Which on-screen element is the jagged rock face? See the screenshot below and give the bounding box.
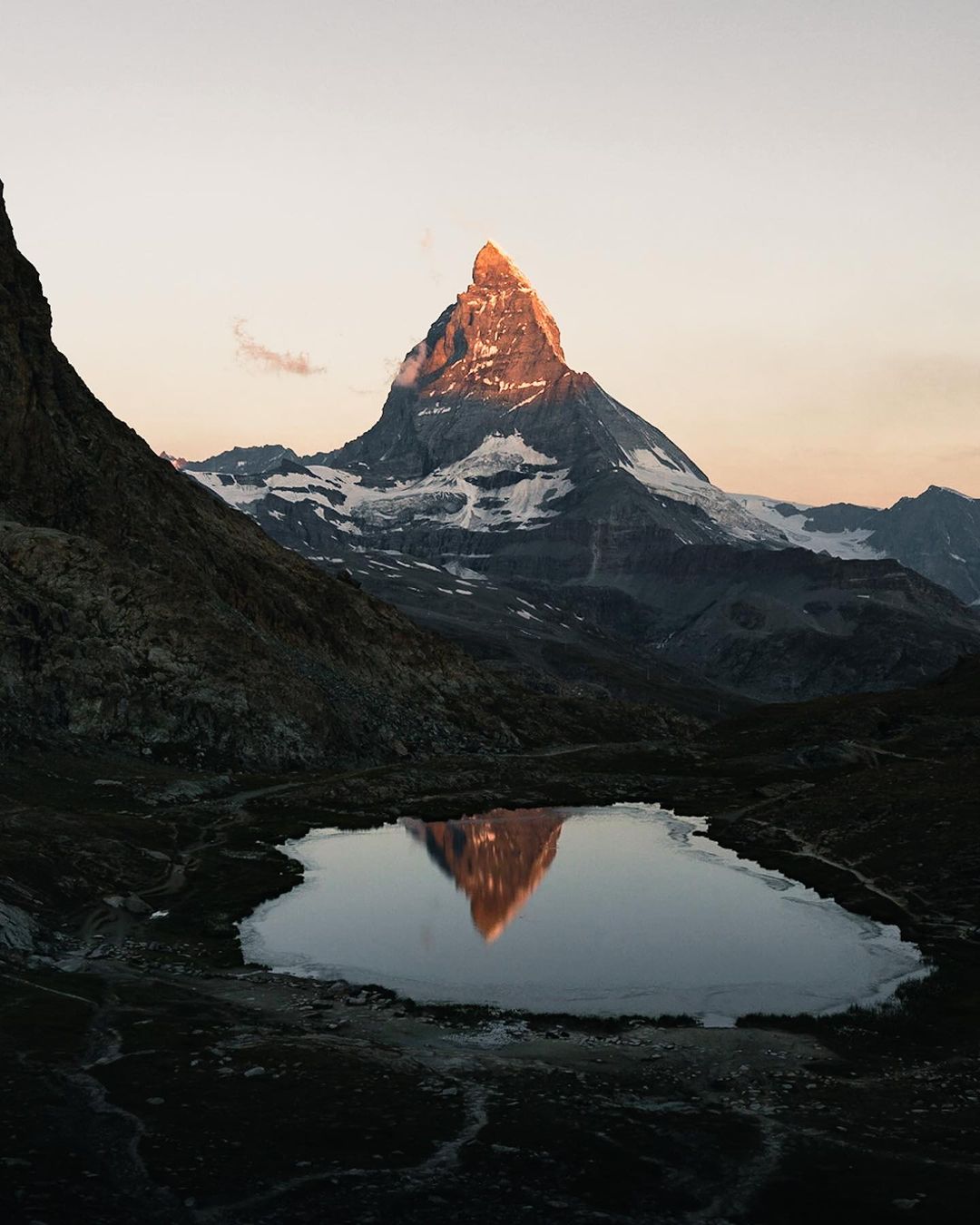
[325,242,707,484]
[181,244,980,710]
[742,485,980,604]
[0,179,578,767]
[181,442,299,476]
********************
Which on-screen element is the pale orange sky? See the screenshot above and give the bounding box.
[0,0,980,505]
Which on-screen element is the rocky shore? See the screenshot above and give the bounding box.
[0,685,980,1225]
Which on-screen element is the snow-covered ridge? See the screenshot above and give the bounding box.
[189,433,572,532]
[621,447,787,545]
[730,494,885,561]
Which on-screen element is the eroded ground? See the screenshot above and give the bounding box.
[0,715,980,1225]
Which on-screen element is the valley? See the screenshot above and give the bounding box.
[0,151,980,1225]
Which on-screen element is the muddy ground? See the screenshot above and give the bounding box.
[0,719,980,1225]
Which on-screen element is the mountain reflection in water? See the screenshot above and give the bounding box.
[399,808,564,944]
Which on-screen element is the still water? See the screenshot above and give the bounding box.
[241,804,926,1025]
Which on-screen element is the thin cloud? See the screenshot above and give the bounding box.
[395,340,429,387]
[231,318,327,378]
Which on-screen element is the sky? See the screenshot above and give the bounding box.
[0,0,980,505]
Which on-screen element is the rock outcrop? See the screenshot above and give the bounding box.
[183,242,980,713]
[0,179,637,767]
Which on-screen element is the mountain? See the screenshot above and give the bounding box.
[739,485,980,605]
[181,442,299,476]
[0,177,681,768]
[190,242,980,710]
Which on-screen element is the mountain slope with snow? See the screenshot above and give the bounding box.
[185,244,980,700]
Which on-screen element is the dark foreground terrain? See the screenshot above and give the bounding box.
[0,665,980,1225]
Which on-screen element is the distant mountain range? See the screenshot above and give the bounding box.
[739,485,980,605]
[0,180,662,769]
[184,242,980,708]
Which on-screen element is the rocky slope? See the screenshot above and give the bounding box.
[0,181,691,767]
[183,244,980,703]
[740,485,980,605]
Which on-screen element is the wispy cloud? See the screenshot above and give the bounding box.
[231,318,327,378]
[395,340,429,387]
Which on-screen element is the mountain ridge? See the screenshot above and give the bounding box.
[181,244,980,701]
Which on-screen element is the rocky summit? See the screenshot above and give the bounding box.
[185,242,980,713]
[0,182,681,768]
********************
> [The problem] Can you copy out the data verbatim, beginning at the line that contains "Which on-screen element is the mountain ridge?" and stopping after the line that contains "[0,182,681,768]"?

> [Solution for this exercise]
Which on-screen element is the mountain ridge? See the screenshot above and give the bounding box.
[181,244,980,701]
Which on-screen element is the rocky summit? See the screenshot above and give the bounding box.
[185,242,980,713]
[0,182,681,768]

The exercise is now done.